(Records from a point labeling set)
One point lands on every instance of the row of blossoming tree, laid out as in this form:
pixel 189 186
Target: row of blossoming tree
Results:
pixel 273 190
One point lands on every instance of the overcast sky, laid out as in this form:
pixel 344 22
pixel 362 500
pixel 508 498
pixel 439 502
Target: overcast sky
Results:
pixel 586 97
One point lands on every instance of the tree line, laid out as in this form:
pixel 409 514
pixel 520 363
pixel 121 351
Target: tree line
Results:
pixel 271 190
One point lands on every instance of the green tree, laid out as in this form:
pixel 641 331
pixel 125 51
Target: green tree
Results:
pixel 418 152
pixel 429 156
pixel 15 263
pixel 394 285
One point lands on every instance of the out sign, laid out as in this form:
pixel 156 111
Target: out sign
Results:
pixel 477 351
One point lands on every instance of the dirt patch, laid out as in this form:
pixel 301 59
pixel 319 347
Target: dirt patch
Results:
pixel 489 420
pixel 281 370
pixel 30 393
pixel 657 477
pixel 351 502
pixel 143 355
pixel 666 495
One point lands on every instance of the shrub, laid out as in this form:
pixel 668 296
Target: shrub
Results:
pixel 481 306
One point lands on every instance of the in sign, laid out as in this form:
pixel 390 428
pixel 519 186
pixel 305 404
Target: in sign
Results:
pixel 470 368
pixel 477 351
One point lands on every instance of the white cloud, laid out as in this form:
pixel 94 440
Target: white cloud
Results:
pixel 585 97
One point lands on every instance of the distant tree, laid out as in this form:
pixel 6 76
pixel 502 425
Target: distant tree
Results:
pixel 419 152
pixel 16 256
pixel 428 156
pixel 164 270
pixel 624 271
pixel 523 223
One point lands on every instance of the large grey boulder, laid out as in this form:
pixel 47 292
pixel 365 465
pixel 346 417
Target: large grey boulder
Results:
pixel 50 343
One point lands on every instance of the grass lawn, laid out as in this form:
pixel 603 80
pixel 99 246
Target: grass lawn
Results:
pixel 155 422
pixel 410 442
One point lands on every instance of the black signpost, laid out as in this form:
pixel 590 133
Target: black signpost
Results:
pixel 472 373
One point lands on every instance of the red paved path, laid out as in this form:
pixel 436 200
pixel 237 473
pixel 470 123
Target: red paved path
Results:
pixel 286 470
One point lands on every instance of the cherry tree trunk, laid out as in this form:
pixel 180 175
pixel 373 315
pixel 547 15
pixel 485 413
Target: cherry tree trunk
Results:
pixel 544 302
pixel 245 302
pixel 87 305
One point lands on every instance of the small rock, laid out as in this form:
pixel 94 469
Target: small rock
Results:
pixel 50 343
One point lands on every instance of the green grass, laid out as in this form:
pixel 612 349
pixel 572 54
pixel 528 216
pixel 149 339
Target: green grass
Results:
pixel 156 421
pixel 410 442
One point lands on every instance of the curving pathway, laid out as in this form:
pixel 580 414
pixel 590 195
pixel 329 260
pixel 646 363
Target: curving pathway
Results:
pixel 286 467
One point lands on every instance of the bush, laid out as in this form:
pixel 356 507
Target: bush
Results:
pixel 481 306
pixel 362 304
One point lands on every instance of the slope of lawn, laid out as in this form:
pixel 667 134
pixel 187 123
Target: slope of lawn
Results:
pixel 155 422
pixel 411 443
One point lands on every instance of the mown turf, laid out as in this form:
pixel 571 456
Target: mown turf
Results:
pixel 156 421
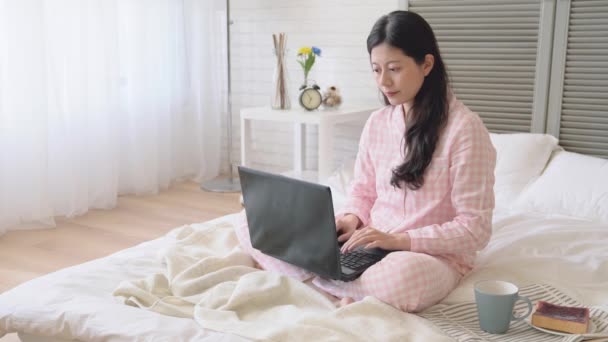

• TASK TO COMPLETE
Present all the records above as a Markdown table with the columns No. and Line, one numbered row per line, skipping blank lines. Leave the pictures out.

• THE RESPONSE
| No. | Line |
|---|---|
| 1 | One point lands on every instance of the row of blossoming tree, laid out as in this form: |
| 2 | pixel 189 186 |
| 3 | Target: row of blossoming tree |
| 4 | Results: |
| 5 | pixel 273 190 |
| 6 | One point lands on every instance of the overcast sky, laid out as in this form: |
| 7 | pixel 344 22 |
| 8 | pixel 362 500 |
| 9 | pixel 508 498 |
| 10 | pixel 439 502 |
| 11 | Target: overcast sky |
| 12 | Results: |
| 13 | pixel 586 97 |
| 14 | One point lands on every instance of the tree line, laid out as in this form: |
| 15 | pixel 409 514 |
| 16 | pixel 520 363 |
| 17 | pixel 121 351 |
| 18 | Target: tree line |
| 19 | Results: |
| 20 | pixel 271 190 |
| 21 | One point lands on every instance of the green tree, laid out as in this form: |
| 22 | pixel 641 331 |
| 23 | pixel 125 51 |
| 24 | Target: green tree |
| 25 | Results: |
| 26 | pixel 418 152 |
| 27 | pixel 429 156 |
| 28 | pixel 15 263 |
| 29 | pixel 394 285 |
| 30 | One point lands on every instance of the out sign, laid out as in this form: |
| 31 | pixel 156 111 |
| 32 | Target: out sign |
| 33 | Results: |
| 34 | pixel 477 351 |
| 35 | One point lands on every instance of the dirt patch, laid out as in this form: |
| 36 | pixel 301 59 |
| 37 | pixel 319 347 |
| 38 | Target: dirt patch |
| 39 | Results: |
| 40 | pixel 489 420 |
| 41 | pixel 281 370 |
| 42 | pixel 30 393 |
| 43 | pixel 657 477 |
| 44 | pixel 351 502 |
| 45 | pixel 143 355 |
| 46 | pixel 666 495 |
| 47 | One point lands on every instance of the shrub, laid out as in this form: |
| 48 | pixel 668 296 |
| 49 | Target: shrub |
| 50 | Results: |
| 51 | pixel 481 306 |
| 52 | One point lands on every instance of the in sign, laid out as in this form: |
| 53 | pixel 390 428 |
| 54 | pixel 519 186 |
| 55 | pixel 305 404 |
| 56 | Target: in sign |
| 57 | Results: |
| 58 | pixel 470 368 |
| 59 | pixel 477 351 |
| 60 | One point lands on every instance of the white cloud, laid out as in this form: |
| 61 | pixel 94 440 |
| 62 | Target: white cloud |
| 63 | Results: |
| 64 | pixel 585 97 |
| 65 | One point lands on every instance of the distant tree, laid out as in this form: |
| 66 | pixel 6 76 |
| 67 | pixel 502 425 |
| 68 | Target: distant tree |
| 69 | Results: |
| 70 | pixel 419 152 |
| 71 | pixel 16 256 |
| 72 | pixel 428 156 |
| 73 | pixel 164 270 |
| 74 | pixel 624 271 |
| 75 | pixel 523 223 |
| 76 | One point lands on every instance of the large grey boulder, laid out as in this form: |
| 77 | pixel 47 292 |
| 78 | pixel 365 465 |
| 79 | pixel 346 417 |
| 80 | Target: large grey boulder |
| 81 | Results: |
| 82 | pixel 50 343 |
| 83 | One point lands on every instance of the grass lawn, laid out as in this form: |
| 84 | pixel 603 80 |
| 85 | pixel 99 246 |
| 86 | Target: grass lawn |
| 87 | Results: |
| 88 | pixel 155 422 |
| 89 | pixel 410 442 |
| 90 | One point lands on every instance of the black signpost, laid out as in this form: |
| 91 | pixel 590 133 |
| 92 | Target: black signpost |
| 93 | Results: |
| 94 | pixel 472 373 |
| 95 | One point lands on every instance of the red paved path, laid out as in this form: |
| 96 | pixel 436 200 |
| 97 | pixel 237 473 |
| 98 | pixel 470 123 |
| 99 | Target: red paved path |
| 100 | Results: |
| 101 | pixel 286 470 |
| 102 | One point lands on every instance of the cherry tree trunk, laid out as in this form: |
| 103 | pixel 180 175 |
| 104 | pixel 373 315 |
| 105 | pixel 547 15 |
| 106 | pixel 485 413 |
| 107 | Target: cherry tree trunk |
| 108 | Results: |
| 109 | pixel 544 302 |
| 110 | pixel 245 302 |
| 111 | pixel 87 305 |
| 112 | One point lands on every instance of the small rock, laid out as in this form: |
| 113 | pixel 94 469 |
| 114 | Target: small rock |
| 115 | Results: |
| 116 | pixel 50 343 |
| 117 | One point lands on every instance of the green grass, laid out as in this form: |
| 118 | pixel 612 349 |
| 119 | pixel 572 54 |
| 120 | pixel 528 216 |
| 121 | pixel 149 339 |
| 122 | Target: green grass |
| 123 | Results: |
| 124 | pixel 156 421 |
| 125 | pixel 410 442 |
| 126 | One point lands on every instance of the curving pathway, laid out as in this form: |
| 127 | pixel 580 414 |
| 128 | pixel 590 195 |
| 129 | pixel 329 260 |
| 130 | pixel 646 363 |
| 131 | Target: curving pathway |
| 132 | Results: |
| 133 | pixel 286 467 |
| 134 | One point lands on every instance of the bush, laid out as in this form: |
| 135 | pixel 356 507 |
| 136 | Target: bush |
| 137 | Results: |
| 138 | pixel 481 306 |
| 139 | pixel 362 304 |
| 140 | One point lands on every instance of the slope of lawn, laid out as in this form: |
| 141 | pixel 667 134 |
| 142 | pixel 187 123 |
| 143 | Target: slope of lawn |
| 144 | Results: |
| 145 | pixel 155 422 |
| 146 | pixel 411 443 |
| 147 | One point lands on every instance of the mown turf, laid out as in this form: |
| 148 | pixel 571 456 |
| 149 | Target: mown turf |
| 150 | Results: |
| 151 | pixel 156 421 |